## Start STORED ROWS
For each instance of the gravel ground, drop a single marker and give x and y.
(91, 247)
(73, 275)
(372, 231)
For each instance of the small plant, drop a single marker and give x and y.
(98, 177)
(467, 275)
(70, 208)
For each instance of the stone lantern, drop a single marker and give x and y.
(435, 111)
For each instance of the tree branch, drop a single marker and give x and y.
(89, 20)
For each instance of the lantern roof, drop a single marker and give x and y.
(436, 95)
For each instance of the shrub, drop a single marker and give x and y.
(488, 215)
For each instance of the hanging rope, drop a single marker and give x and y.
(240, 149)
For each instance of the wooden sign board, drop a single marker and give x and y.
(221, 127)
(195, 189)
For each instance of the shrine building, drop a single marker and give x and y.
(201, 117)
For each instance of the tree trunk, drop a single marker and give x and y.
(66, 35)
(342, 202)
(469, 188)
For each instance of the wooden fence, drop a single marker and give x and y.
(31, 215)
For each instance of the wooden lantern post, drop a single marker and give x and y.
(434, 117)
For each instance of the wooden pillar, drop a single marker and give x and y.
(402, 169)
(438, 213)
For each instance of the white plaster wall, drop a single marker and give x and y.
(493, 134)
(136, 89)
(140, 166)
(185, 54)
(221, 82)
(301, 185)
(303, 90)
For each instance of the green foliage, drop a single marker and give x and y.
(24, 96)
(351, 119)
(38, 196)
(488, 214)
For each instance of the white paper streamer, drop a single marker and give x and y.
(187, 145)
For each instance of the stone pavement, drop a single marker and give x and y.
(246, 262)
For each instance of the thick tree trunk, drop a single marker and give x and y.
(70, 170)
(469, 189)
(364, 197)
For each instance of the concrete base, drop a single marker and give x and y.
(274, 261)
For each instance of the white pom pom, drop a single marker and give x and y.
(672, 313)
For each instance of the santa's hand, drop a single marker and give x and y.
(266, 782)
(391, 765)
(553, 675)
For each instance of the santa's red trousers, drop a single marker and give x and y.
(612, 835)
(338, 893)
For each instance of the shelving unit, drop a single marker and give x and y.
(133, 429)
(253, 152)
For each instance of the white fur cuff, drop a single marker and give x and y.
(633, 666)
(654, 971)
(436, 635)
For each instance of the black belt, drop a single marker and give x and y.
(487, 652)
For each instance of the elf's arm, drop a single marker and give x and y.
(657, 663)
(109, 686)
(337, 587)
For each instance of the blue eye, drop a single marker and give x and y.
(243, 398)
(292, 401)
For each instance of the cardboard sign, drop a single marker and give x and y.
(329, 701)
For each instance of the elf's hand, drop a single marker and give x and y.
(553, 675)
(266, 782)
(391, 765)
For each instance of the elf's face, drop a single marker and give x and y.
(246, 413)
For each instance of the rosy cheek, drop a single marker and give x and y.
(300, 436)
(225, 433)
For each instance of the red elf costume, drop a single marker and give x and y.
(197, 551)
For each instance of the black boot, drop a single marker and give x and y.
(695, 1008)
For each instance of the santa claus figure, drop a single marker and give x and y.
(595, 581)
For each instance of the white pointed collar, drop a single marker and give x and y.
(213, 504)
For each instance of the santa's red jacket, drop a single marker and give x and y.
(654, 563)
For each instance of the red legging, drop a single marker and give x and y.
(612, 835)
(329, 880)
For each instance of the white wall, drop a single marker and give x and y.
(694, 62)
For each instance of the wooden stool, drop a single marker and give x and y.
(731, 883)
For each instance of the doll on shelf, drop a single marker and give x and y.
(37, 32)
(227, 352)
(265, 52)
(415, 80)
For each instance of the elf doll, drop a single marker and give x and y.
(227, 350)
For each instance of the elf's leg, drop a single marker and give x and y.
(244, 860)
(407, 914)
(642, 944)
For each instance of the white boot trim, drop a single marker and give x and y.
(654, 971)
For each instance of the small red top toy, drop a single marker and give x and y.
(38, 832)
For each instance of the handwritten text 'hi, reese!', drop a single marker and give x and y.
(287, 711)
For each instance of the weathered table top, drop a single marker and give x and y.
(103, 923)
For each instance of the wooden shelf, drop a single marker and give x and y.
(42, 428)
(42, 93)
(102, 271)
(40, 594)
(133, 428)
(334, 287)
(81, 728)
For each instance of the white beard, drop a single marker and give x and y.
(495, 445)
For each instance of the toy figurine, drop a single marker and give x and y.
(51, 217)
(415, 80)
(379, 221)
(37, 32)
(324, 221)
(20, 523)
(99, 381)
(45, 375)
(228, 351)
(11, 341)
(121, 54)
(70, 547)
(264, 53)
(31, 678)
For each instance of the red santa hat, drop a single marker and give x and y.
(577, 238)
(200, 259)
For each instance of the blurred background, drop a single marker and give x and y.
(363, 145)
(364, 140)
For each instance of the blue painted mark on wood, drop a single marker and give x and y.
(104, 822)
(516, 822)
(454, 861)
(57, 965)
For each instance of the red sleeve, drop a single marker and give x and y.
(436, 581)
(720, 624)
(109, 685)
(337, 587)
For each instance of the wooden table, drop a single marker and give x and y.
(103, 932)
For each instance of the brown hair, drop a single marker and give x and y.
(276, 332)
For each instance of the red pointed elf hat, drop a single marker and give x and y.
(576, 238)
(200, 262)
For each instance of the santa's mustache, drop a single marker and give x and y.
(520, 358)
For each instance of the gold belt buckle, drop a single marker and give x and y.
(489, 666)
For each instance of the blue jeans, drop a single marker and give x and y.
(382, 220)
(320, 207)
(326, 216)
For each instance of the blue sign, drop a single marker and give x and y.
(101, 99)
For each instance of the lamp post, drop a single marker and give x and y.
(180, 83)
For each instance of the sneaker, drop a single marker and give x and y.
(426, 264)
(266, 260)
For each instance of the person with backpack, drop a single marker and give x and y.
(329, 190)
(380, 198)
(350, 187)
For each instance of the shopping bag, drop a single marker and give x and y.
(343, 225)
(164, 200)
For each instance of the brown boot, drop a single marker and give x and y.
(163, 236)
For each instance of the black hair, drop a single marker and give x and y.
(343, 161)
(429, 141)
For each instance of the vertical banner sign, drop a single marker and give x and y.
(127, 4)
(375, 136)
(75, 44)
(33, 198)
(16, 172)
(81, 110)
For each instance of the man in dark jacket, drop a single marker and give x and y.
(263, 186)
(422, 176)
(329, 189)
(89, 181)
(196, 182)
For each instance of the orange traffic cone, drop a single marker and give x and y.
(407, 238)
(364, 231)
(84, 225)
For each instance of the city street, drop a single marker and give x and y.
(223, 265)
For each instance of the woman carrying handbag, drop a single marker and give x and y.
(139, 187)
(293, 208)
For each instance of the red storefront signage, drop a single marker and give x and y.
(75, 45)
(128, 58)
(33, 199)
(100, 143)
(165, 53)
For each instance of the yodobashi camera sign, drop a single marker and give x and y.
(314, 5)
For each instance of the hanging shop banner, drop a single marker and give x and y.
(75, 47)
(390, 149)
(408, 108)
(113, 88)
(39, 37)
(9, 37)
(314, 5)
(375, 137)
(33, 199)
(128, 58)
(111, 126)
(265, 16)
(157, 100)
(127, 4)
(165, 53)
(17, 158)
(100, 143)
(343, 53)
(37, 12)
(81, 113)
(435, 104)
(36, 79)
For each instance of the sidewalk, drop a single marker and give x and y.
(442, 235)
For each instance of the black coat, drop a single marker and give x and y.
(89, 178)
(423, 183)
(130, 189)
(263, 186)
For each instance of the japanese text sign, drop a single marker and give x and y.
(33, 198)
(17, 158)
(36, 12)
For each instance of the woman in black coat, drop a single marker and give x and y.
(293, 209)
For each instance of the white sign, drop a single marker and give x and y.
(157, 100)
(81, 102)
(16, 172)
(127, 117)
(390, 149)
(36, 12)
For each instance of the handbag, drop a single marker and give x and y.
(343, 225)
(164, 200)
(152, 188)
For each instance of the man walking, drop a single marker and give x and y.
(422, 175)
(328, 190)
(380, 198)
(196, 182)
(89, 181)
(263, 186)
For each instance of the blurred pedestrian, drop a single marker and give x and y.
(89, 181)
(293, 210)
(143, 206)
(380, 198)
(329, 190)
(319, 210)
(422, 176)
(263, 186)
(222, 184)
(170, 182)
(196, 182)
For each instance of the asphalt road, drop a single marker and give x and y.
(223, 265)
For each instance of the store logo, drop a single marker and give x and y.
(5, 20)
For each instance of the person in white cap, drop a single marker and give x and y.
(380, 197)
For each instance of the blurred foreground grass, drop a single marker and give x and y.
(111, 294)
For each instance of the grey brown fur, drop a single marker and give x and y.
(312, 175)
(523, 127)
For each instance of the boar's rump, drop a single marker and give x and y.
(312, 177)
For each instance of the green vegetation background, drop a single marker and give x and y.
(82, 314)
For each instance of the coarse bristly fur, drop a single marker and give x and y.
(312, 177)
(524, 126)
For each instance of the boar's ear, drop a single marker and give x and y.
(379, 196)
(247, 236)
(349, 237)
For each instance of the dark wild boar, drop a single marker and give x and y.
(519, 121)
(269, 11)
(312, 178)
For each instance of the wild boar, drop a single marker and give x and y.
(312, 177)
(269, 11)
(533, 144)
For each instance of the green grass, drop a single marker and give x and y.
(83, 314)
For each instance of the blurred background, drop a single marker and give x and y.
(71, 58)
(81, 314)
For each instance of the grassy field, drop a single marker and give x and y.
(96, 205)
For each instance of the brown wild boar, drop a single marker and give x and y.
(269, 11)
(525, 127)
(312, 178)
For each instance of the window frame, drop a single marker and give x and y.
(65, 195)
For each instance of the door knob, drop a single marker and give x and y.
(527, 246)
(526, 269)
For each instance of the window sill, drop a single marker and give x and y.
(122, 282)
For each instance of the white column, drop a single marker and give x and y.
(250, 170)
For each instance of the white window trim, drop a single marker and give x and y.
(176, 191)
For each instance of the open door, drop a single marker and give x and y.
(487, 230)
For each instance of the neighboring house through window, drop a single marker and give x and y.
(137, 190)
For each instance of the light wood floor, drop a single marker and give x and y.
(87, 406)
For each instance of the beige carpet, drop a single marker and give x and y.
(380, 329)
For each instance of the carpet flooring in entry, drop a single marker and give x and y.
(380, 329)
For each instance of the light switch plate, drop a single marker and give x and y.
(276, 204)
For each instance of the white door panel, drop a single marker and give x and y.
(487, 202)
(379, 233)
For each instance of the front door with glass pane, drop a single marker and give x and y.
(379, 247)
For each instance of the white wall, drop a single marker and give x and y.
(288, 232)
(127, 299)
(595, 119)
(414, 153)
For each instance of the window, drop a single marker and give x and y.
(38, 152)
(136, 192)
## End STORED ROWS
Copy out verbatim every row above, starting at the line that contains "For each instance of the window frame, drop" and running through the last row, with both ends included.

■ **CORRECT OUTPUT**
For each instance of the window frame, drop a single marker and give x and y.
(65, 195)
For each instance of the door knob, drop a single marker and give x and y.
(527, 246)
(526, 269)
For each instance of the window sill, drop a single marker and give x and y.
(122, 282)
For each instance of the white column, drop a single marker and give x and y.
(250, 170)
For each instance of the white window trim, drop a single marker and give x and y.
(176, 191)
For each instance of the open door, drop a single marker and give x and y.
(487, 230)
For each instance of the neighboring house through window, drop a single marker and give x and y.
(137, 190)
For each instance of the light wood floor, drop a single marker and give x and y.
(87, 406)
For each instance of the beige carpet, drop a single marker and give x and y.
(380, 329)
For each instance of the carpet flooring in entry, drop a single marker and give x and y.
(380, 329)
For each instance of the light switch plate, drop a single marker and give x and y.
(276, 204)
For each instance of the white door panel, drop a single marker and give x and y.
(487, 202)
(379, 233)
For each instance of the front door with glass pane, drop a single marker and give x and y.
(379, 247)
For each instance of the white wall, drop a single marker and give x and y.
(288, 232)
(127, 299)
(595, 119)
(414, 153)
For each instance of the window, drop a single marker and give x and y.
(38, 152)
(136, 192)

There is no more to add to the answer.